[Object detection data]
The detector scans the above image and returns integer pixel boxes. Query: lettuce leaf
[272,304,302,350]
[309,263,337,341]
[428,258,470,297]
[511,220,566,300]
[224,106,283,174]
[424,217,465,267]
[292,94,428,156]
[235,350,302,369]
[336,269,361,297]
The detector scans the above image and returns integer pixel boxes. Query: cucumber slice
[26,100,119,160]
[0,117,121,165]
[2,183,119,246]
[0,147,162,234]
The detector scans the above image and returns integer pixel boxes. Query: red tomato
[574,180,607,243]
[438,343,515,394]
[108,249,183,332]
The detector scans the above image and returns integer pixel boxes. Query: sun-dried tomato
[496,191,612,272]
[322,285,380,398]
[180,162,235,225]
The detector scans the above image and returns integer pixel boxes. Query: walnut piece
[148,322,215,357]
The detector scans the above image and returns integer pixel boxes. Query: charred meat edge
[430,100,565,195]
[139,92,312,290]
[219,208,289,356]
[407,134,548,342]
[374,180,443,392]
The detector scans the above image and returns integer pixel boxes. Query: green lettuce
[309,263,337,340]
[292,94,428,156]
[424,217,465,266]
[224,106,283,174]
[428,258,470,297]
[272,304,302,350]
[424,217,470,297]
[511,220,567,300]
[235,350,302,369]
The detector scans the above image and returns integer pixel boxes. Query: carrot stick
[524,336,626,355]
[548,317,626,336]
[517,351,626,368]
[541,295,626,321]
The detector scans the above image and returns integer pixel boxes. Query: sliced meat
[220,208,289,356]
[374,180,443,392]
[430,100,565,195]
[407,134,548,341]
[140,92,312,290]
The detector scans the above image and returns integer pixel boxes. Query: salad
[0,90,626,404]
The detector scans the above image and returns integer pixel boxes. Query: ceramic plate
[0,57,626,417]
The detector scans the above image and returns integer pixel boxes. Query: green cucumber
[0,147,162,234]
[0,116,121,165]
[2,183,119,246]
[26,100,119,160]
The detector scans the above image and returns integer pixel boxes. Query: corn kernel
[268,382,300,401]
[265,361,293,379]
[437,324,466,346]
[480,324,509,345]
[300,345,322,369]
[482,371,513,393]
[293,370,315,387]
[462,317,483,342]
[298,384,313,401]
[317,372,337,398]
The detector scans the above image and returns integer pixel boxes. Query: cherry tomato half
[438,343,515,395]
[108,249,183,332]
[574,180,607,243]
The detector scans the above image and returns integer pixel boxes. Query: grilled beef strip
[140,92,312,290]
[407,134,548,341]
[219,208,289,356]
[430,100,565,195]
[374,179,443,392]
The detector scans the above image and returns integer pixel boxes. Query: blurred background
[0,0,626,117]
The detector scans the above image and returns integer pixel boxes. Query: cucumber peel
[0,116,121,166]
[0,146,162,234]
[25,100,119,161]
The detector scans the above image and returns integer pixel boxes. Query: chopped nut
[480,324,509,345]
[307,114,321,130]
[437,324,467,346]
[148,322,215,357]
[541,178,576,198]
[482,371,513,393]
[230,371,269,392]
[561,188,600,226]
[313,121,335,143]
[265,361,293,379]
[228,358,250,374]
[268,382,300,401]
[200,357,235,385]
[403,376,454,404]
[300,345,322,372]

■ THE PROBLEM
Rewrite the lines from the first one through the line that contains "[541,295,626,321]", changing "walnut piece" to "pecan piece" and leaving everything else as it is.

■ THE REPLY
The detector scans the above image and returns integer pixel boxes. Query: lettuce leaf
[272,304,302,350]
[309,263,337,341]
[428,258,470,297]
[511,220,566,300]
[224,106,283,174]
[424,217,465,267]
[292,94,428,156]
[235,350,302,369]
[336,269,361,297]
The detector scans the above image and returns integer pixel boxes. Query: cucumber slice
[26,100,119,160]
[0,117,121,165]
[2,183,119,246]
[0,147,162,234]
The detector scans the above image and returns integer pixel boxes. Query: red tomato
[574,180,607,243]
[438,343,515,394]
[108,249,183,332]
The detector scans the above image and returns integer pixel boxes. Query: sun-dried tomato
[496,191,612,272]
[322,285,380,398]
[180,162,235,225]
The detector scans the above image and returns integer pixel boxes. Query: pecan piece
[148,322,215,357]
The detector scans the above image and returns integer pixel boxes. Query: charred meat edge
[430,100,565,195]
[139,92,312,290]
[219,208,289,356]
[407,134,548,342]
[374,180,443,392]
The detector scans the above image and returns integer pixel boxes. Query: green lettuce
[309,263,337,340]
[292,94,428,156]
[424,217,465,266]
[224,106,283,174]
[428,258,470,297]
[272,304,302,350]
[424,217,470,297]
[511,220,567,300]
[235,350,302,369]
The detector scans the above image and returns integer pixel boxes. Query: carrot stick
[524,336,626,355]
[548,317,626,336]
[517,351,626,368]
[541,295,626,321]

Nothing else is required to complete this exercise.